## Instructions to follow
Rewrite the rows from the start of the rows through the line that contains "M177 148L181 151L186", replacing "hiking boot" with "leather boot" each time it appears and keeping everything else the same. Leave the pictures out of your answer.

··· Supplied material ···

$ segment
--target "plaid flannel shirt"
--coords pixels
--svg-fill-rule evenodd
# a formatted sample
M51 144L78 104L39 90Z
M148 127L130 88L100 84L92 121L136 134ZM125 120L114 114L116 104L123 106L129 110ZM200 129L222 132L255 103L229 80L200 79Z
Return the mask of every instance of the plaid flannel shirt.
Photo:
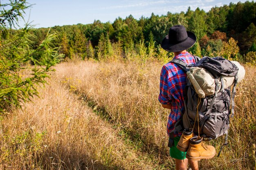
M182 53L174 58L181 60L188 64L195 64L194 57L189 52ZM186 85L186 73L177 64L168 63L163 66L160 79L160 93L158 100L162 104L171 104L171 109L167 122L167 131L174 129L174 125L181 119L181 113L176 102L179 103L182 112L184 110L183 91ZM174 137L180 136L182 133L174 134Z

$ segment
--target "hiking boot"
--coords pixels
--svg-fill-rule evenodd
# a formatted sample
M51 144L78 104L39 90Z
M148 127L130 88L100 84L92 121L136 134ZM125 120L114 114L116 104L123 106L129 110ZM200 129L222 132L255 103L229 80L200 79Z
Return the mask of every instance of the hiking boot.
M215 155L215 148L207 146L202 141L202 138L195 137L190 139L189 147L186 157L192 161L200 161L201 159L210 159Z
M177 148L181 151L186 152L189 145L189 139L193 137L193 131L190 131L189 129L184 129L180 139L177 144Z

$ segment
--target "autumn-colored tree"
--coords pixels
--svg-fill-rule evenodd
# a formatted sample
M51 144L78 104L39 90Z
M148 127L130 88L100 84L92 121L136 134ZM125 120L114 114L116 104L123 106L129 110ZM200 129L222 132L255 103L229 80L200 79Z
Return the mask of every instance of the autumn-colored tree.
M206 35L205 35L202 37L202 38L199 40L199 44L202 47L204 48L206 46L208 41L209 41L209 38Z
M222 33L219 31L216 31L213 32L211 38L213 40L221 40L225 41L227 40L227 35L226 33Z

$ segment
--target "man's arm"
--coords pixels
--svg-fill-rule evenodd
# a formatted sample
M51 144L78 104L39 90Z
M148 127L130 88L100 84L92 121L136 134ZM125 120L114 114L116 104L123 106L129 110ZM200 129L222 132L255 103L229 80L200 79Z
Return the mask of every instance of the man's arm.
M162 103L161 104L162 105L162 106L163 106L163 107L164 108L168 108L169 109L171 109L171 104L162 104Z

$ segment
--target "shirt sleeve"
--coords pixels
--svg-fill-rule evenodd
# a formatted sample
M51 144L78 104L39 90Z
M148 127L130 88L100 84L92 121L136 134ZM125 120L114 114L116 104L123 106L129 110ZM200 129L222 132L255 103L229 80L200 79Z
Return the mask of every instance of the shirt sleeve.
M160 77L160 93L158 96L159 102L163 104L167 104L171 103L173 97L169 91L170 75L165 66L163 66Z

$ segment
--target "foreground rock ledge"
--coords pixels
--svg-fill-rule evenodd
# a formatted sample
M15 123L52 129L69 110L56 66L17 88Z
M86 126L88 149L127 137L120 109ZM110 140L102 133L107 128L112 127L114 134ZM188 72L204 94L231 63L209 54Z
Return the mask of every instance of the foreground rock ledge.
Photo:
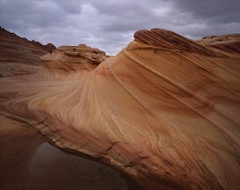
M162 29L99 65L75 54L1 79L2 113L146 189L240 187L240 59Z

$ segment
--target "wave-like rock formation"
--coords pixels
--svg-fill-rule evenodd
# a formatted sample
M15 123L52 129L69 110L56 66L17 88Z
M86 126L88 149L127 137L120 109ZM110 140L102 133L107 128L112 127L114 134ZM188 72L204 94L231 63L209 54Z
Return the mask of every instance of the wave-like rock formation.
M205 36L198 43L227 56L240 57L240 34Z
M0 77L36 73L40 57L54 49L51 43L29 41L0 27Z
M240 59L167 30L134 37L111 58L63 47L38 75L1 79L2 113L146 189L239 189Z

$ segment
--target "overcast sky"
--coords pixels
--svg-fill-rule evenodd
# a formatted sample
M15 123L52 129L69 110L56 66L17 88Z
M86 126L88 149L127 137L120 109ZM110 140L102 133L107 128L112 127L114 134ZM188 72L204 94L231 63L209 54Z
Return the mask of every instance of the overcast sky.
M0 25L44 44L84 43L115 54L139 29L192 39L240 33L240 0L0 0Z

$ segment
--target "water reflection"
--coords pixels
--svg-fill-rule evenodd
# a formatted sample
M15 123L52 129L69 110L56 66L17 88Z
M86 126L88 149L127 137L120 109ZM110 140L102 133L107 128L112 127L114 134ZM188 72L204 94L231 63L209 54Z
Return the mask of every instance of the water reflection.
M42 143L28 165L28 183L40 189L127 190L113 168Z

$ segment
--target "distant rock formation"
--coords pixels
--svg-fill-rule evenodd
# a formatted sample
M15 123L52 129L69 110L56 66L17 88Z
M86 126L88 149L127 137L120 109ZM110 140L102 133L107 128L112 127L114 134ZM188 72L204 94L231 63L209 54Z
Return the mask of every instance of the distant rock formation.
M240 34L206 36L198 43L227 56L240 57Z
M134 37L114 57L61 47L41 75L1 79L1 113L145 189L239 189L240 59L168 30Z
M56 49L51 43L29 41L0 27L0 77L32 74L39 70L40 57Z

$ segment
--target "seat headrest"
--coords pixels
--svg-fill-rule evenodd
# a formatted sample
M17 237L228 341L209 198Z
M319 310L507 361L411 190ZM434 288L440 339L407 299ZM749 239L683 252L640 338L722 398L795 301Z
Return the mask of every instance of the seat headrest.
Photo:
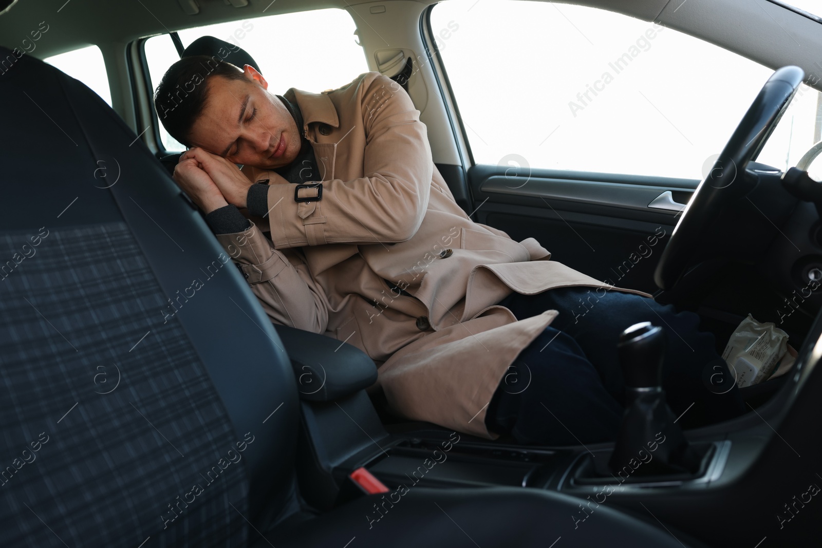
M223 50L223 53L220 53L220 50ZM228 55L224 55L224 52L228 52ZM223 61L230 62L232 65L236 65L240 68L242 68L243 65L251 65L260 71L260 67L257 65L256 61L254 60L254 58L248 52L230 42L221 40L214 36L201 36L194 40L187 48L182 50L182 55L180 58L190 57L192 55L216 56Z

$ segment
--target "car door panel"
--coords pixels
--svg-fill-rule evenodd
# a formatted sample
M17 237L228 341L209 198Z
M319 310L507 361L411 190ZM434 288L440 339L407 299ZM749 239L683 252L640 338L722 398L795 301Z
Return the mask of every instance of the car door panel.
M653 269L699 181L478 165L474 219L552 259L620 287L653 292Z

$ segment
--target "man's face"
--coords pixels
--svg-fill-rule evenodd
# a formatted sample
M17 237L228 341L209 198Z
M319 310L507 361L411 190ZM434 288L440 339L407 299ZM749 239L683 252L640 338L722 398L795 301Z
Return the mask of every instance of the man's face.
M207 100L189 140L233 163L272 169L288 165L299 152L300 131L268 83L249 65L242 80L209 79Z

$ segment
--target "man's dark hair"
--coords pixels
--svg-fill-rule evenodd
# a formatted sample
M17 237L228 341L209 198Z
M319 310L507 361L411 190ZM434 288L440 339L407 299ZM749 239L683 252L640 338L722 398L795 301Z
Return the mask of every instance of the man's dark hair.
M172 65L157 86L157 117L172 137L191 146L188 135L208 102L208 82L214 76L244 80L242 71L214 55L192 55Z

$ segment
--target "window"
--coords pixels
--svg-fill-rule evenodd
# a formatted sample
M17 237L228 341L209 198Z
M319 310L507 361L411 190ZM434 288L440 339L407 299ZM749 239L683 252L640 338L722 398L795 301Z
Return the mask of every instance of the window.
M208 35L242 48L260 64L269 91L281 95L292 87L316 93L337 88L367 71L365 53L354 38L356 30L347 12L332 8L219 23L181 30L178 35L183 46ZM165 71L178 59L169 35L145 41L145 60L155 91ZM185 149L159 122L157 124L166 150Z
M431 25L477 163L513 154L531 168L701 179L773 73L589 7L454 0ZM804 89L760 161L783 167L786 151L795 163L813 144L819 93Z
M103 53L97 46L81 48L44 59L72 78L83 82L111 106L109 75L105 71Z
M785 3L813 16L819 16L822 13L819 0L787 0Z

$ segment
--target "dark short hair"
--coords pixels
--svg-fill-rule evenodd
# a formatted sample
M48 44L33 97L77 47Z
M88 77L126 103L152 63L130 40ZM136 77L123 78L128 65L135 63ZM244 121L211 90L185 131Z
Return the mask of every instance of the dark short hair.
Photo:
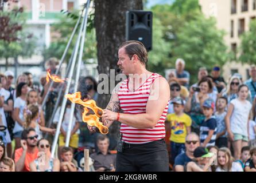
M148 51L144 45L138 41L127 41L123 42L118 49L123 47L125 53L130 59L133 55L137 55L139 60L143 65L146 65L148 62Z
M227 97L226 97L221 96L221 97L219 97L219 98L217 99L217 101L218 101L219 99L223 99L223 100L225 100L225 101L226 101L226 104L227 104L227 103L228 103L227 98Z
M240 90L241 90L241 89L243 87L246 87L247 88L248 90L249 90L249 87L248 87L247 85L246 85L246 84L242 84L242 85L240 85L238 87L238 92L240 92Z
M180 90L181 88L181 87L180 86L180 84L178 83L177 82L173 83L172 83L170 85L170 89L172 89L172 88L173 88L174 87L177 87L179 90Z
M32 74L31 73L28 72L28 71L24 72L23 74L24 74L26 75L32 75Z
M24 130L23 130L22 133L21 134L21 139L26 140L28 138L28 134L31 131L36 132L36 130L34 128L31 128L31 127L28 128L27 129L25 129Z
M41 142L41 141L42 141L43 140L46 140L46 141L47 141L49 142L49 141L48 141L47 139L42 138L41 138L40 140L38 140L38 141L37 141L37 147L39 146L39 144L40 144L40 142Z
M2 156L1 158L0 158L0 160L1 160L2 158L5 157L5 144L3 143L3 141L1 140L0 140L0 142L2 142L0 144L0 146L1 146L2 148L3 148L3 155Z
M17 86L17 90L16 90L16 96L17 97L20 97L20 96L21 96L21 89L22 89L22 87L24 85L28 85L28 83L26 82L20 82L20 83L18 83L18 86Z
M208 83L208 85L209 86L209 88L210 90L212 90L214 87L214 86L212 86L212 83L211 82L211 80L208 78L208 76L204 77L198 83L198 86L200 86L200 85L203 83L206 82Z
M250 151L250 147L247 146L243 146L243 148L242 148L241 149L241 153L242 153L244 151Z
M68 152L70 151L71 153L73 153L73 149L70 147L63 147L60 150L60 154L62 154L63 153Z
M106 135L100 134L97 137L97 139L96 139L96 141L98 142L100 141L104 141L105 139L107 139L107 140L108 141L108 142L109 142L109 138Z

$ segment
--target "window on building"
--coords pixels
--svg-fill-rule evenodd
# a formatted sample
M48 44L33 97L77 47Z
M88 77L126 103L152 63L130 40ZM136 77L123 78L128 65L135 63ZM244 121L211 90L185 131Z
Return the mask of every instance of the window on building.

···

## Exercise answer
$ segment
--target "plaid flannel shirt"
--coords pixels
--svg-fill-rule evenodd
# a formatted sample
M51 144L78 104L39 90Z
M148 127L130 88L100 84L92 121L136 134ZM125 120L114 114L116 104L123 106L129 110ZM200 129L222 132L255 103L229 80L200 79Z
Return the mask of every instance of the plaid flannel shirt.
Photo:
M182 53L174 58L181 60L188 64L195 64L194 57L189 52ZM186 85L186 73L177 64L168 63L163 66L160 79L160 93L158 100L162 104L171 104L171 109L167 122L167 131L174 129L174 125L181 119L181 113L176 102L179 103L182 112L184 110L183 91ZM174 137L180 136L182 133L174 134Z

$ segment
--target "leather boot"
--coords pixels
--svg-fill-rule evenodd
# a formatted sample
M51 144L78 104L39 90Z
M148 127L130 88L100 84L92 121L136 134ZM125 120L114 114L116 104L123 106L129 110ZM200 129L222 132L255 103L229 80L200 79Z
Return the mask of every instance of the leather boot.
M215 155L215 148L207 146L202 141L202 138L195 137L190 139L189 147L186 157L192 161L200 161L201 159L210 159Z
M177 148L181 151L186 152L189 145L189 139L193 137L193 131L190 131L189 129L184 129L180 139L177 144Z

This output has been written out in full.